About 15 million Americans periodically shelve their running shoes to recover from such road-induced injuries as shin-splints, stress fractures and muscle tears and pulls. If you are among them, here's some advice from Lynn and Glenn McWaters: Go jump in a lake. Or a pool or pond or any calm body of water that's over your head. Of course, you'll want to be wearing a royal blue Wet Vest ($99.50, patent pending), a two-pound armless jacket that keeps you afloat while you move your arms and legs as if running. True, sprinting in a Wet Vest feels something like fleeing monsters in a nightmare—you don't get far. But that's O.K. You're not supposed to.

A bright, unassuming young couple—they never considered naming their product "McWet Vest"—the McWaterses are based in Birmingham. Lynn is president of Bioenergetics, Inc., which markets Wet Vests. Glenn, an ex-Marine and president of the Sports Medicine and Fitness Institute of Birmingham, designed the vest. Since Wet Vests became available in February, the McWaterses have sold several hundred and have a backlog of 150 orders. Minnesota of the NFL and the athletic department of Washington State of the Pac-10 are among those that have ordered them, and others are sure to follow. Why?

→ SUPPLIED INFORMATION:
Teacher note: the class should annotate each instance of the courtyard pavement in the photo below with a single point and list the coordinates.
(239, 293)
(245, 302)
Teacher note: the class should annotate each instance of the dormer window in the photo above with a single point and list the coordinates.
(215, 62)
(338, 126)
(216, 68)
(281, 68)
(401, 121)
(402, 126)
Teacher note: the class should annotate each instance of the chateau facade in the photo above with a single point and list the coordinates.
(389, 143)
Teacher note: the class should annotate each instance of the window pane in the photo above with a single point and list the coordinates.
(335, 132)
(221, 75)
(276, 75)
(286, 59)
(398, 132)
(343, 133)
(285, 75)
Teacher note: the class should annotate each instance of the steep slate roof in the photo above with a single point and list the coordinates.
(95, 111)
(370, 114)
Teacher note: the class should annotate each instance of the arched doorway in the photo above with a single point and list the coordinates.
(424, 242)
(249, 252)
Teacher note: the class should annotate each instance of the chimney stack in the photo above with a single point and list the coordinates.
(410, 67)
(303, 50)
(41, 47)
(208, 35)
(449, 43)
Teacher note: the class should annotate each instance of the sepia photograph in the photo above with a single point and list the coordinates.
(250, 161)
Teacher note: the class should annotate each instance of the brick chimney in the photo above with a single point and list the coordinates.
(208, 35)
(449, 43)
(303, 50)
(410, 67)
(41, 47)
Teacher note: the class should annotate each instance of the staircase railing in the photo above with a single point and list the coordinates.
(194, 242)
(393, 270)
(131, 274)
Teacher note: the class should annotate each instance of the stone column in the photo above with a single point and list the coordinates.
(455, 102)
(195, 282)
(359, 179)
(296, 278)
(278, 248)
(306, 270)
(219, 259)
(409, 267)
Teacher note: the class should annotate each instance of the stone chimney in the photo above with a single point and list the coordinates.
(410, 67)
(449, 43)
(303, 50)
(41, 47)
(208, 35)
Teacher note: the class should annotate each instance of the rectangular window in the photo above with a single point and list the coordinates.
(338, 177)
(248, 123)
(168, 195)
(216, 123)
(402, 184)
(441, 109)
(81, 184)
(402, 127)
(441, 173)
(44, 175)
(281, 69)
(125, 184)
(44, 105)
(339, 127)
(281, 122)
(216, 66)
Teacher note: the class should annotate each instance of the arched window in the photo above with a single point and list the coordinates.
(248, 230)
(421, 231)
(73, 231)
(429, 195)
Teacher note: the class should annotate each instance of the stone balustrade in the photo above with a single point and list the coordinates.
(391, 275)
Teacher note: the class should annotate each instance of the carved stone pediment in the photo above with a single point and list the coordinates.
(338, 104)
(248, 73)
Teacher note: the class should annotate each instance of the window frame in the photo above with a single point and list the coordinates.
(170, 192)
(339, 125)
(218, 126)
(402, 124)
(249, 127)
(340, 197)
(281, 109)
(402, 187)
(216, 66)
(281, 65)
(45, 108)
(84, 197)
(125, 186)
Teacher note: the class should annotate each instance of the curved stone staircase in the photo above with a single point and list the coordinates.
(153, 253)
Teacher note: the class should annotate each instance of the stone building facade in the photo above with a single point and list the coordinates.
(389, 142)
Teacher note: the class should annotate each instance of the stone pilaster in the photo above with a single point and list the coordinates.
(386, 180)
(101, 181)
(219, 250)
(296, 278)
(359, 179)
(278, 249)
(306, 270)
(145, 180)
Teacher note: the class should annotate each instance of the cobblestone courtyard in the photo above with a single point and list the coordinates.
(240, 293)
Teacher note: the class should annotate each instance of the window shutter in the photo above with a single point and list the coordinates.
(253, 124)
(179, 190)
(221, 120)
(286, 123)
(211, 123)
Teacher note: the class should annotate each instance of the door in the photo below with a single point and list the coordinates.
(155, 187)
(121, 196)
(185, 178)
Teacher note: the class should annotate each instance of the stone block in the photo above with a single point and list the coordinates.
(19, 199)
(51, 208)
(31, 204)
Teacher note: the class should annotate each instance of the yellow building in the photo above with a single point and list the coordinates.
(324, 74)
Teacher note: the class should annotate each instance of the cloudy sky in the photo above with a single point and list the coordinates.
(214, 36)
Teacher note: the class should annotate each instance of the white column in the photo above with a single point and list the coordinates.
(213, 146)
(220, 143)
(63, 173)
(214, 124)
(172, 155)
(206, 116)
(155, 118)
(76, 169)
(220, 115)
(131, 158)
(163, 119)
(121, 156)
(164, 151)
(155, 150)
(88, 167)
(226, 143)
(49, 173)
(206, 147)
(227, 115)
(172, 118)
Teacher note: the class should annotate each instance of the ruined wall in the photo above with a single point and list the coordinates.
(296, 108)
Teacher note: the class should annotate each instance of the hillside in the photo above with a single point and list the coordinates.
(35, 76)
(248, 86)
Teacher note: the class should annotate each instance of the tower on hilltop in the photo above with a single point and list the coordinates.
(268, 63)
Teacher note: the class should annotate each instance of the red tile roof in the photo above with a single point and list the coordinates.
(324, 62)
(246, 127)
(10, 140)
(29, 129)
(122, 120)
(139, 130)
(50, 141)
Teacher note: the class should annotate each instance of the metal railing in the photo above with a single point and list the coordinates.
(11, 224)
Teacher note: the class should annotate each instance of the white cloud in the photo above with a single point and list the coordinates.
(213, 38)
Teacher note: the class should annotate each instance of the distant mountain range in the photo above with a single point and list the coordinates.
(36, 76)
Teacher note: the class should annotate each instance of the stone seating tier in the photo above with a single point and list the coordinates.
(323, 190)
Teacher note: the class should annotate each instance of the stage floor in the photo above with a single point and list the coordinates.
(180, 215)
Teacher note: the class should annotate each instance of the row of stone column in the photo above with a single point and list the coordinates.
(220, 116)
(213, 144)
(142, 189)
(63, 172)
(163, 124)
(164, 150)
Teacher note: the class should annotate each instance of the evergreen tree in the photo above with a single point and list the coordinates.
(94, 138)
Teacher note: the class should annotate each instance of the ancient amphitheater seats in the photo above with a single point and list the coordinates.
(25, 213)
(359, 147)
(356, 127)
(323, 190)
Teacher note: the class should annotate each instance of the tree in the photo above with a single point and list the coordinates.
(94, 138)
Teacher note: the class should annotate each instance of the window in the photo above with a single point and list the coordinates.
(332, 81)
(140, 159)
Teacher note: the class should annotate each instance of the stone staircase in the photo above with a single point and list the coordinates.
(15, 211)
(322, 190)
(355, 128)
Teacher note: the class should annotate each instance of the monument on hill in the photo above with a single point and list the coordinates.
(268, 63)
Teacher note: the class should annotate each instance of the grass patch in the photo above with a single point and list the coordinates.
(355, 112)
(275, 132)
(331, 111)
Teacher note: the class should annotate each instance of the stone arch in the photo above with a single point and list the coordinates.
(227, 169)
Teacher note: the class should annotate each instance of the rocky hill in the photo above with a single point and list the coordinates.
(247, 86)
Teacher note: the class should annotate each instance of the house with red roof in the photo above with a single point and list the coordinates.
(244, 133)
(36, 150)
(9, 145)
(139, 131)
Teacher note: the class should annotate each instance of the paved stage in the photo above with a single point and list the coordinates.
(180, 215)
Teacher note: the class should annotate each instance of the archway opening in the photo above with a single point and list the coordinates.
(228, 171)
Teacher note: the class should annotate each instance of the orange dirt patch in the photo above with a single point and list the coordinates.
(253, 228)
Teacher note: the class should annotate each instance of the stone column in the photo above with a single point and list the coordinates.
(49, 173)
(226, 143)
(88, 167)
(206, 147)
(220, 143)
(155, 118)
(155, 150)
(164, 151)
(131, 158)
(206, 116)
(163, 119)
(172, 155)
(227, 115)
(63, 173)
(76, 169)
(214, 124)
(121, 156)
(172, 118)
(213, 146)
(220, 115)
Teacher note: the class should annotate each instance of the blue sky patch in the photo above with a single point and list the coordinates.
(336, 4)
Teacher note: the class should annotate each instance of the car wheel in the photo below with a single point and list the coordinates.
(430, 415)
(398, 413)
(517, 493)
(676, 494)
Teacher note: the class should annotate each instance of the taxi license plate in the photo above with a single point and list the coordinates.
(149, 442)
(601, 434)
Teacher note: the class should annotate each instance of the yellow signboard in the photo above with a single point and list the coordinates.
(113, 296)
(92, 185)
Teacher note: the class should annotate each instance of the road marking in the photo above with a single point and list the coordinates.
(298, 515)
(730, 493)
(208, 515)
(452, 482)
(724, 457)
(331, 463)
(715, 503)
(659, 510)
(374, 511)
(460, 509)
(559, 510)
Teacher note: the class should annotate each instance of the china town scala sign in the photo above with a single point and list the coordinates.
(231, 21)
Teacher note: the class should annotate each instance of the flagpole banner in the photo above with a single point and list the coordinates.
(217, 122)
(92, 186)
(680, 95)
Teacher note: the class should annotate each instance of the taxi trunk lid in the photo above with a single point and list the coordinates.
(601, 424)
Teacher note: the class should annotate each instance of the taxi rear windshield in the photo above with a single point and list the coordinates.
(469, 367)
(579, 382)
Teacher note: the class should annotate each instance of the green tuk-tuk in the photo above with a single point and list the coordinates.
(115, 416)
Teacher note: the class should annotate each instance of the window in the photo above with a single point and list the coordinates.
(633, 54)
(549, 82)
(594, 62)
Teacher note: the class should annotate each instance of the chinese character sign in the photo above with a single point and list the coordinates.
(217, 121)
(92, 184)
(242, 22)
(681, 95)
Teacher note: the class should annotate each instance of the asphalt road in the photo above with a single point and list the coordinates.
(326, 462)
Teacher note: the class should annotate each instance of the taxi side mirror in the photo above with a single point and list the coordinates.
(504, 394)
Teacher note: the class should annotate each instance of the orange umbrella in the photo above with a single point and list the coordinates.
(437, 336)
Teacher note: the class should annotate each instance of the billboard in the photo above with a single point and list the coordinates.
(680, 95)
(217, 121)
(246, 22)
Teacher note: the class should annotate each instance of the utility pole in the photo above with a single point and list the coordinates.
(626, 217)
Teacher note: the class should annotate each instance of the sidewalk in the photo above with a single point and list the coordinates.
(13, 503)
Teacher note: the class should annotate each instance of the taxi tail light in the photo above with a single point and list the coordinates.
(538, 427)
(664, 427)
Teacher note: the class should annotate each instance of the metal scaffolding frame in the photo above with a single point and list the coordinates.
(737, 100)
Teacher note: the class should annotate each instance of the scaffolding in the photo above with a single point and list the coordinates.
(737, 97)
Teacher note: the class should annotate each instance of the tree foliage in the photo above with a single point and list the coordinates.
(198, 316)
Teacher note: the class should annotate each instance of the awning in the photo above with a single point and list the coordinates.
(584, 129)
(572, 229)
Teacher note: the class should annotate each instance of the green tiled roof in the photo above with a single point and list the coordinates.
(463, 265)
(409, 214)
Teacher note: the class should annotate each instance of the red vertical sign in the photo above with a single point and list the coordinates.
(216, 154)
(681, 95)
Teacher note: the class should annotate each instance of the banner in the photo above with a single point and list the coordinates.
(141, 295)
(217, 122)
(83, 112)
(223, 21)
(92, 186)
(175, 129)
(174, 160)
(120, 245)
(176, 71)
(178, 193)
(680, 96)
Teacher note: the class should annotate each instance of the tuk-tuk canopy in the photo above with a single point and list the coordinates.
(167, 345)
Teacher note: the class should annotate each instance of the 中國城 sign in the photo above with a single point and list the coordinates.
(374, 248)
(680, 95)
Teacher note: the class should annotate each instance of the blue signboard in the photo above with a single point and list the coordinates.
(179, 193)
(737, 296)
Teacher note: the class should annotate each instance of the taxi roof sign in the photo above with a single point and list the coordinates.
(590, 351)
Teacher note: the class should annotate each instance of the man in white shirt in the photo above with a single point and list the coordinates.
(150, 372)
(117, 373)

→ EXERCISE DETAILS: Can you rewrite everything from "About 15 million" down to "not supposed to." in the Wet Vest article, swapping "royal blue" for "bright orange"?

→ ANSWER TO THIS TASK:
About 15 million Americans periodically shelve their running shoes to recover from such road-induced injuries as shin-splints, stress fractures and muscle tears and pulls. If you are among them, here's some advice from Lynn and Glenn McWaters: Go jump in a lake. Or a pool or pond or any calm body of water that's over your head. Of course, you'll want to be wearing a bright orange Wet Vest ($99.50, patent pending), a two-pound armless jacket that keeps you afloat while you move your arms and legs as if running. True, sprinting in a Wet Vest feels something like fleeing monsters in a nightmare—you don't get far. But that's O.K. You're not supposed to.